Supplied text -
*** Block opens ***

Is that Brad Pitt in the grocery aisle? No, it’s a vet.

She’s an itty-bitty thing, just 5-feet-1-inch and 112 pounds. Mary Jessie Herrera was sent to Iraq nearly 10 years ago. Months later, she took two bullets to her right arm while manning a Humvee’s gun turret and came home to Arizona with a shattered limb that hangs at her side, permanently immobile and horribly scarred.

But Mary is anything but scarred. She is darn near irrepressible, bubbly, witty. You want to hug her, but she’s not that kind of girl. She’s one tough, funny cookie.

Steven Meckler
Her views on being wounded in combat challenge the clichés: “a positive experience,” even “phenomenal,” she says. Why? Because her wounds opened doors to new friends and a purpose in life. Today, she is admissions officer at the 1-year-old Arizona State Veterans Home in Tucson. Veterans are movie stars to her.

*** Block closes ***

Exercise details - In the text about Mary Jessie Herrera, list every adjective used to describe her in the sentences "She is darn near irrepressible, bubbly, witty." and "She's one tough, funny cookie." The listing that comes next is separate material, unconnected to the text about Mary Jessie Herrera.

Records supplied -
*** Block opens ***

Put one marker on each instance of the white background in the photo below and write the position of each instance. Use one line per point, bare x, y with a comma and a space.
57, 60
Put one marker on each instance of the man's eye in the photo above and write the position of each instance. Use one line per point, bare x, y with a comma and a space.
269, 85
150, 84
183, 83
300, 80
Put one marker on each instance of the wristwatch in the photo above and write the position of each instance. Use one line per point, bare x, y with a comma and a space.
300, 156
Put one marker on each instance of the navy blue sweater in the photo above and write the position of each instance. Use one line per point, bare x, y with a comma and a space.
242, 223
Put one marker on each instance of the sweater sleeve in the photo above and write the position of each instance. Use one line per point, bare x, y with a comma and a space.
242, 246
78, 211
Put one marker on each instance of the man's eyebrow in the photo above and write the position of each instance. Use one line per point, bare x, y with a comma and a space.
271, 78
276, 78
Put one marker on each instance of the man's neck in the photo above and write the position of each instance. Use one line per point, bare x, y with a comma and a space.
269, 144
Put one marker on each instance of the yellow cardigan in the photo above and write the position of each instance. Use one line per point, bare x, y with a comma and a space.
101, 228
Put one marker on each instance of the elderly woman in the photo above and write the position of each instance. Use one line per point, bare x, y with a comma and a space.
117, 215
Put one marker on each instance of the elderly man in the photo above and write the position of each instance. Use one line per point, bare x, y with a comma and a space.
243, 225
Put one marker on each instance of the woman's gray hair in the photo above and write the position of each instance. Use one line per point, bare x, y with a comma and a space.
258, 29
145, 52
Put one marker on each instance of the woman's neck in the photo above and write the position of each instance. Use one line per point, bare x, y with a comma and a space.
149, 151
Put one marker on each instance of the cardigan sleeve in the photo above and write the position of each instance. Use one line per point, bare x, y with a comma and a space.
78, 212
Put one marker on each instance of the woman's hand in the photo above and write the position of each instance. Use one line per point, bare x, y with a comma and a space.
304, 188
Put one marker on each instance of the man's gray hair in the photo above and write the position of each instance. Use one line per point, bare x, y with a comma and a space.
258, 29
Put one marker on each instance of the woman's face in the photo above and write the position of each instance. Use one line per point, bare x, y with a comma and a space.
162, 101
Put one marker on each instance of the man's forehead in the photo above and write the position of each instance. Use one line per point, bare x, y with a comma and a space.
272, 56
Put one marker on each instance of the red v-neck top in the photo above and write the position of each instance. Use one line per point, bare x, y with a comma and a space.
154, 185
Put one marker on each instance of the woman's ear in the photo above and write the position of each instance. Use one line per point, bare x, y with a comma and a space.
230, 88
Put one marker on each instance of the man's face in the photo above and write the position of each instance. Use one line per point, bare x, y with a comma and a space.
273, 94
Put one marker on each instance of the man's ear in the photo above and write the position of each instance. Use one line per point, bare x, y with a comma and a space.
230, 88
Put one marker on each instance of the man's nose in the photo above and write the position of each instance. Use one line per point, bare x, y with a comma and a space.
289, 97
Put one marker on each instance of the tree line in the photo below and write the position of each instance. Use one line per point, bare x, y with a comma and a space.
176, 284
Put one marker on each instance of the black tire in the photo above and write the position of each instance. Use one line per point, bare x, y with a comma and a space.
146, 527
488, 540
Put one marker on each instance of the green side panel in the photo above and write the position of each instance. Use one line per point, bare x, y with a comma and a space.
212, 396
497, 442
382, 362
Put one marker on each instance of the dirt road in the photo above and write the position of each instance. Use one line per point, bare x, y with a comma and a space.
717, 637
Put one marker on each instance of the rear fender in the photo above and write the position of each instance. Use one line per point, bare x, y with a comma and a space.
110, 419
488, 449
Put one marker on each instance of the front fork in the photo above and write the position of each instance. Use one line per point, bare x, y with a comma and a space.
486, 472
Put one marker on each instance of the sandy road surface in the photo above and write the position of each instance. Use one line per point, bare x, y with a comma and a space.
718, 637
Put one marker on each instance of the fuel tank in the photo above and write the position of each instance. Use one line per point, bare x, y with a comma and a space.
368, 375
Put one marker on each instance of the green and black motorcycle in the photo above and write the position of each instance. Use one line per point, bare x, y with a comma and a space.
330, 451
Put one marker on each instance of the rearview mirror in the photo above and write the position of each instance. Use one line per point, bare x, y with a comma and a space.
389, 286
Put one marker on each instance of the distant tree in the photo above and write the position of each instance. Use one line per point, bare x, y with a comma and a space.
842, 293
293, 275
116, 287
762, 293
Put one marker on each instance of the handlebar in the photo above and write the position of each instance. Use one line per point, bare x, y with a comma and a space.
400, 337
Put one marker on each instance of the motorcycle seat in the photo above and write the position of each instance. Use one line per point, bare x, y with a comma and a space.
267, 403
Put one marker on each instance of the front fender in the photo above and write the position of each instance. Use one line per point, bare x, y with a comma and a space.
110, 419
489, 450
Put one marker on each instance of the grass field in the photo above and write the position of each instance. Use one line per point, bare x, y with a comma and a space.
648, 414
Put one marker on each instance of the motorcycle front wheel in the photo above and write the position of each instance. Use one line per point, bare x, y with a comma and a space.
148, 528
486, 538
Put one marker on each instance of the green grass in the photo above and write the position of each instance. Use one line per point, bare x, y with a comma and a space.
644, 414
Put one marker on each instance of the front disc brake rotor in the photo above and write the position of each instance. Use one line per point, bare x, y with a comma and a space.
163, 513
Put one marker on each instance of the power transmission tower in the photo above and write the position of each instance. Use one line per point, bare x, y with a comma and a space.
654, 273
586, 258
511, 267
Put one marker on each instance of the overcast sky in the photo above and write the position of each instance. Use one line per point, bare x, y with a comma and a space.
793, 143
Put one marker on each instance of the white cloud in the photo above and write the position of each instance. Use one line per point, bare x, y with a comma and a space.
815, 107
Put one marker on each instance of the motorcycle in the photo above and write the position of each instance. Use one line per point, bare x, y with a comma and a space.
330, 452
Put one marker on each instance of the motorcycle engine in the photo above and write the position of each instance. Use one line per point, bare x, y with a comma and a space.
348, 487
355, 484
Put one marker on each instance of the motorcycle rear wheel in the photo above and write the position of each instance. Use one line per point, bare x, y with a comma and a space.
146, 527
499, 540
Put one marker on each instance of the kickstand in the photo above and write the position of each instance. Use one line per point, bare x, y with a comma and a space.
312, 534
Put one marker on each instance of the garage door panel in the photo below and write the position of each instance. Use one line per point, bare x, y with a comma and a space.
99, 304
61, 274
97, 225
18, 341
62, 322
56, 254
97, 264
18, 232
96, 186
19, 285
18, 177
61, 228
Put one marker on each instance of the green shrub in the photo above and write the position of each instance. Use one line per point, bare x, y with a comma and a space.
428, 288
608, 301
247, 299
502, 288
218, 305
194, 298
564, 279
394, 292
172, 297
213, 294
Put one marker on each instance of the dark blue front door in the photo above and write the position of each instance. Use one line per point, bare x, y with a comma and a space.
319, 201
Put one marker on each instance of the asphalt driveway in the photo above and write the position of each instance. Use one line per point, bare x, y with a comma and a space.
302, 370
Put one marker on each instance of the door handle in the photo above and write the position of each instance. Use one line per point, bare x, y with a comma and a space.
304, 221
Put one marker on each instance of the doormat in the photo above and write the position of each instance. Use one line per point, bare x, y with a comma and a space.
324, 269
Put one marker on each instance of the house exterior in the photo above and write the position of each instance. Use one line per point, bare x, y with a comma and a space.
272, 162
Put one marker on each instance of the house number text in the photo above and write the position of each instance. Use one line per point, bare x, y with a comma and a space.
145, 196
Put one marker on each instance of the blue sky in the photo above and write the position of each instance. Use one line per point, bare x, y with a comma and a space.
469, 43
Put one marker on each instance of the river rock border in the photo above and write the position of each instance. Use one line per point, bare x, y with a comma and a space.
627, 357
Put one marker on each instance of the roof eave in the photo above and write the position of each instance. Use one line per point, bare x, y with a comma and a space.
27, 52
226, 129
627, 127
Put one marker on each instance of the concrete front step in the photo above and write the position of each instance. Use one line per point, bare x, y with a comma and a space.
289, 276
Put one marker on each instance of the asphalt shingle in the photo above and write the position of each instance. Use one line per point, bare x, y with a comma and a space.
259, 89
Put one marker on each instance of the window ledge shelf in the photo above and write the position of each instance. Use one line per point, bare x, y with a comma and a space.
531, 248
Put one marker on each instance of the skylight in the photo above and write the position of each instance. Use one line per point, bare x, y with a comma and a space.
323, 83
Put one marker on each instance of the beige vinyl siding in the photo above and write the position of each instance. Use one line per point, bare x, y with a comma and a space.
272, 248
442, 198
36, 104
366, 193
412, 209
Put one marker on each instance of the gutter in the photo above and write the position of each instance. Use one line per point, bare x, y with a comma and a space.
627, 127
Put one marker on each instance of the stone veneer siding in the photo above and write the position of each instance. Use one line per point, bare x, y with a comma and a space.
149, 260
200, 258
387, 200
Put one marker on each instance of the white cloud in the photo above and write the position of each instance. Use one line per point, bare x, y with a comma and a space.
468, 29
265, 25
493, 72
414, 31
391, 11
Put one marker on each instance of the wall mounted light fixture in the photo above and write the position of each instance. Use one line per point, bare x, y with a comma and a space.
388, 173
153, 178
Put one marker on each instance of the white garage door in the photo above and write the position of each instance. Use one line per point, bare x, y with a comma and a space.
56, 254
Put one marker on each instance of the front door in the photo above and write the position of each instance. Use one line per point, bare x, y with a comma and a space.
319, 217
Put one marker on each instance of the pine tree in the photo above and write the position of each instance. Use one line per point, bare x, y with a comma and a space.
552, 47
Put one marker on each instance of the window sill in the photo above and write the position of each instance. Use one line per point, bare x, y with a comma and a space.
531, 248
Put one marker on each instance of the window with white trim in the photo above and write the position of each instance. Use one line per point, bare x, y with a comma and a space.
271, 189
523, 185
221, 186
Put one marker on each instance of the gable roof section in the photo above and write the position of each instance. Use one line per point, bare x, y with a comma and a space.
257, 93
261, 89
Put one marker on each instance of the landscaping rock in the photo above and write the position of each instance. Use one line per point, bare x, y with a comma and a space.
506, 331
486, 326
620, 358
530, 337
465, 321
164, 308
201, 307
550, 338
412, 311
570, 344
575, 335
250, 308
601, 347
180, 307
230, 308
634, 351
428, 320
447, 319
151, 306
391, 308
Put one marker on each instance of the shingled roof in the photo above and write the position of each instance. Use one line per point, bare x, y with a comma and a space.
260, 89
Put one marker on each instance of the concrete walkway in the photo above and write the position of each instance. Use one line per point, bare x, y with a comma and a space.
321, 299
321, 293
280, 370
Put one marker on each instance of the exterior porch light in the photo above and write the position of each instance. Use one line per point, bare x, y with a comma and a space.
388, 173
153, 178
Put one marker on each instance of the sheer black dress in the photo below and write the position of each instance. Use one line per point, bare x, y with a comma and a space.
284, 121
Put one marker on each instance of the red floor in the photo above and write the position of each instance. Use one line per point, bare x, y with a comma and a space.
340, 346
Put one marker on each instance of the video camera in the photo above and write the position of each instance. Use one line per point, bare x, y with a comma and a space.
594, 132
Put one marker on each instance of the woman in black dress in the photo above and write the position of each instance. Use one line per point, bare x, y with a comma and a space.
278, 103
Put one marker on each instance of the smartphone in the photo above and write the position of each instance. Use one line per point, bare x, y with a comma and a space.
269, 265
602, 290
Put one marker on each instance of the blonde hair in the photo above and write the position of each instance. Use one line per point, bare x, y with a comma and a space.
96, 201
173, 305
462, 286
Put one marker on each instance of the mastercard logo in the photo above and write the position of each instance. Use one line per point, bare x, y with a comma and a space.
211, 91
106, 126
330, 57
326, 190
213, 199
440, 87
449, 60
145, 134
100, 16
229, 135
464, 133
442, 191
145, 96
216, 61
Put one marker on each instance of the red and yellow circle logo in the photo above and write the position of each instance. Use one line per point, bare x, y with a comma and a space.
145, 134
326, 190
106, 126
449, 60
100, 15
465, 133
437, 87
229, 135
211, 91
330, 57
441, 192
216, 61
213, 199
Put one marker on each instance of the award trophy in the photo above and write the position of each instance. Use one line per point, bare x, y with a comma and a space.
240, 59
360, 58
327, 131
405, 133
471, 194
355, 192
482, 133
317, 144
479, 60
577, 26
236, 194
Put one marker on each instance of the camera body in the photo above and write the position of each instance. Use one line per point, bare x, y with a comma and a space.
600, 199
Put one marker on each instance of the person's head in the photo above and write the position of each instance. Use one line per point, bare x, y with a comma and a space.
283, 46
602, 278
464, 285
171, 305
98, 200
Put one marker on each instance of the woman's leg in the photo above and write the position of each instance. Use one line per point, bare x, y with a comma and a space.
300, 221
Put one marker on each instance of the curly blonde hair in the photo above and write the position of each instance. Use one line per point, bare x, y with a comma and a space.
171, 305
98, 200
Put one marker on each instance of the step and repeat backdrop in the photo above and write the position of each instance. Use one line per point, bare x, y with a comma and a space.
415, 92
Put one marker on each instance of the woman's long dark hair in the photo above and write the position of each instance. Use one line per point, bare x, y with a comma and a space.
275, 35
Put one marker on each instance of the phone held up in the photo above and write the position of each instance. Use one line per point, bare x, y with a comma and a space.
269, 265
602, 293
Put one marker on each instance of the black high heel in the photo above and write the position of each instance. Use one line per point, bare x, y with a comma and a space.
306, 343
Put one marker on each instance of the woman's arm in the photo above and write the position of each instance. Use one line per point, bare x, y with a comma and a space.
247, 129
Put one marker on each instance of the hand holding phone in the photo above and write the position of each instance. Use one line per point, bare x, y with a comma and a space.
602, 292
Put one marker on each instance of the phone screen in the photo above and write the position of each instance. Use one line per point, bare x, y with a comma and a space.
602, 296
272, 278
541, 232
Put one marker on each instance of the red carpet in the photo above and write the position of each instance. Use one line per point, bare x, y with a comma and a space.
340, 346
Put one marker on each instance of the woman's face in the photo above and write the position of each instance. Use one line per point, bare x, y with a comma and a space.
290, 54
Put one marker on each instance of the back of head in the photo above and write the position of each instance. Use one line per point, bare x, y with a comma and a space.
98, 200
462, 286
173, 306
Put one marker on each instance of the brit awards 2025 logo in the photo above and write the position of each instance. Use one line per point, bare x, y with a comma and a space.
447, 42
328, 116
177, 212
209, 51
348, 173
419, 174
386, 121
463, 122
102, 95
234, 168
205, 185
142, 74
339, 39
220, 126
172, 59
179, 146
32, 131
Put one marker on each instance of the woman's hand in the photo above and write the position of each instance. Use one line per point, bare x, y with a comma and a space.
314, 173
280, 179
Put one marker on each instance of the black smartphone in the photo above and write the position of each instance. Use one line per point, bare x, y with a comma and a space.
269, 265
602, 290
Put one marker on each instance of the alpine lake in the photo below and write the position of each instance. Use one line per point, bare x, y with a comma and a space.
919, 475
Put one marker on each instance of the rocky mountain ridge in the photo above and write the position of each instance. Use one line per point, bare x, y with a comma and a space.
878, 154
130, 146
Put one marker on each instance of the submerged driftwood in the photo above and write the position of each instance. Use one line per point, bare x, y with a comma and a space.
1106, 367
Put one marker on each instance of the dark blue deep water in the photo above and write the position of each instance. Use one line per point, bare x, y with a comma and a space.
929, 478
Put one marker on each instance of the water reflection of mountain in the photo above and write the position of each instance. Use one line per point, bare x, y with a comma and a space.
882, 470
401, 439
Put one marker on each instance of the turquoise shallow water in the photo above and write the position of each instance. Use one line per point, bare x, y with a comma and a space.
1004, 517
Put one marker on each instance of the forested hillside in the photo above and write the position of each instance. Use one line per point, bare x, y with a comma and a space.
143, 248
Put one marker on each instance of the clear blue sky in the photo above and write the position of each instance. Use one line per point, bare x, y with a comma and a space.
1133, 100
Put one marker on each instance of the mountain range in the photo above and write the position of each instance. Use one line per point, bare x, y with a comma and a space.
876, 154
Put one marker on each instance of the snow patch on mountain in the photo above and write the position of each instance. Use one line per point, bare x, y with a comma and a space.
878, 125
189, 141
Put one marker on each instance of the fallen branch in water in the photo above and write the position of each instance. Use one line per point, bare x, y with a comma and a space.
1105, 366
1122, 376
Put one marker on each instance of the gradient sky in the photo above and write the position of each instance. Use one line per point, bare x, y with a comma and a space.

*** Block closes ***

Response - irrepressible, bubbly, witty, tough, funny